=== Objective ===
Can you express the lines below, between the lines holding "the snow mound?" and "POLYGON ((1236 360, 1133", inclusive, as a Markdown table with a Row column for the row number and a Text column for the line? Skip blank lines and leave the pictures out.

============================================================

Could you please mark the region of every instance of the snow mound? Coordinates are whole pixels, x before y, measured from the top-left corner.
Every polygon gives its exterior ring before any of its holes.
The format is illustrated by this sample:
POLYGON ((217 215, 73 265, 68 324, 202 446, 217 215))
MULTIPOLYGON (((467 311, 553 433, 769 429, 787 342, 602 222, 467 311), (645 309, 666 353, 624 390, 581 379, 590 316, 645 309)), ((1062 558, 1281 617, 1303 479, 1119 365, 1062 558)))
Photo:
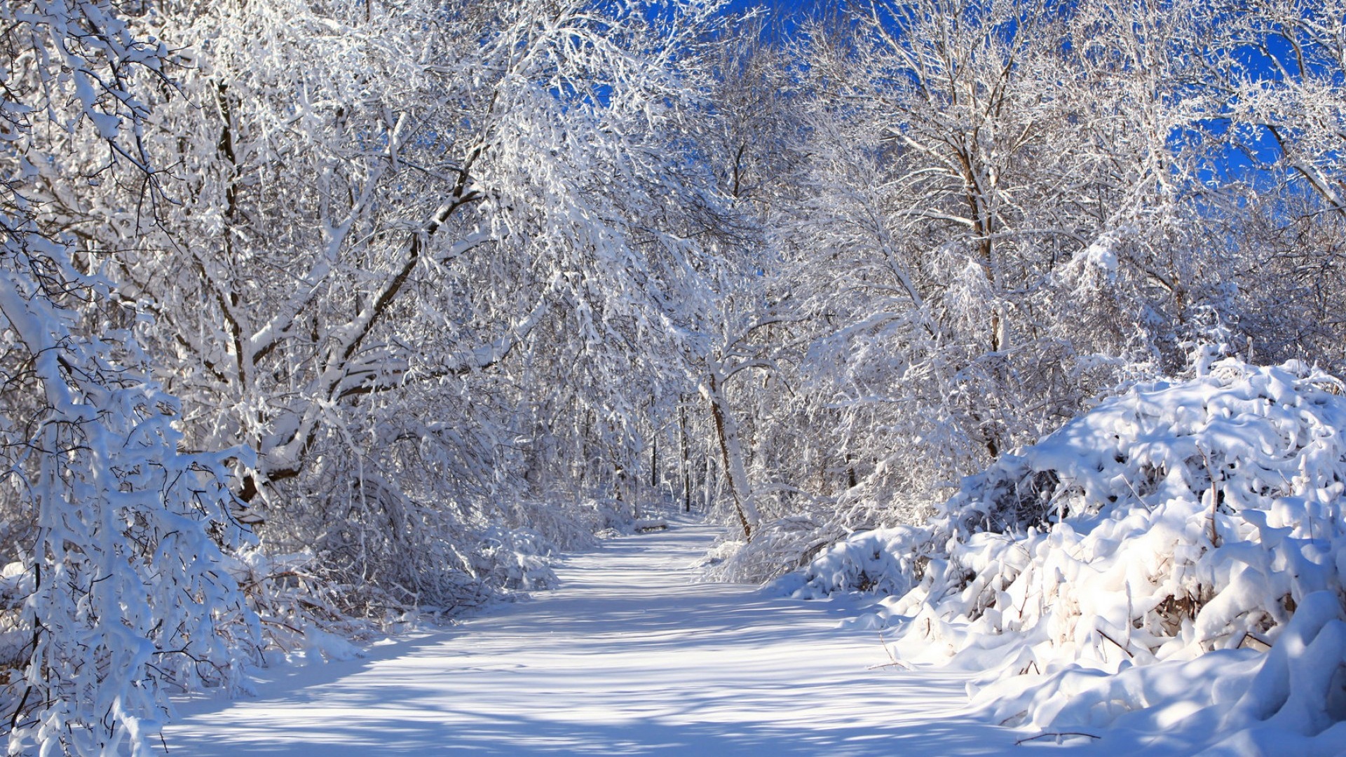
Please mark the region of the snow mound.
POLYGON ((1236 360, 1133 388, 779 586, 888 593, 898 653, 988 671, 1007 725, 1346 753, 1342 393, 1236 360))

============================================================

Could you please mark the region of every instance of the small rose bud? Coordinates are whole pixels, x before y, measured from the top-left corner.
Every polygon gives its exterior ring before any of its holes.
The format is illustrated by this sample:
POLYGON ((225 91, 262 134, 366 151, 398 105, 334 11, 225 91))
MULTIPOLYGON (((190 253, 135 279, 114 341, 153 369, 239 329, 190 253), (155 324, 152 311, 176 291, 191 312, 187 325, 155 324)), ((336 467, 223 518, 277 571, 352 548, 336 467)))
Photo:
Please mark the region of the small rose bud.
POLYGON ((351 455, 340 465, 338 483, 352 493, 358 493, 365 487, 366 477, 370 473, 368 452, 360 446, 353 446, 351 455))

============================================================

=== Finished exercise ===
| Row | Text |
|---|---|
| 1 | Could you please mark the region of every instance of the snow mound? Coordinates are whole pixels, x before y, measured from the top-left corner. |
| 2 | Every polygon gives its exterior ring before any of its holes. |
| 3 | The format is illustrated by this sample: |
| 4 | POLYGON ((217 215, 73 265, 68 324, 202 446, 217 215)) |
| 5 | MULTIPOLYGON (((467 311, 553 433, 769 429, 787 342, 602 222, 467 311), (645 309, 666 353, 624 390, 581 379, 590 316, 645 309)), ((1062 558, 1281 617, 1303 479, 1119 365, 1062 558))) |
| 6 | Photo: |
| 7 | Please mark the region of the snow mound. |
| 8 | POLYGON ((1236 360, 1133 388, 779 586, 888 593, 898 653, 988 671, 1007 725, 1346 753, 1342 393, 1236 360)) |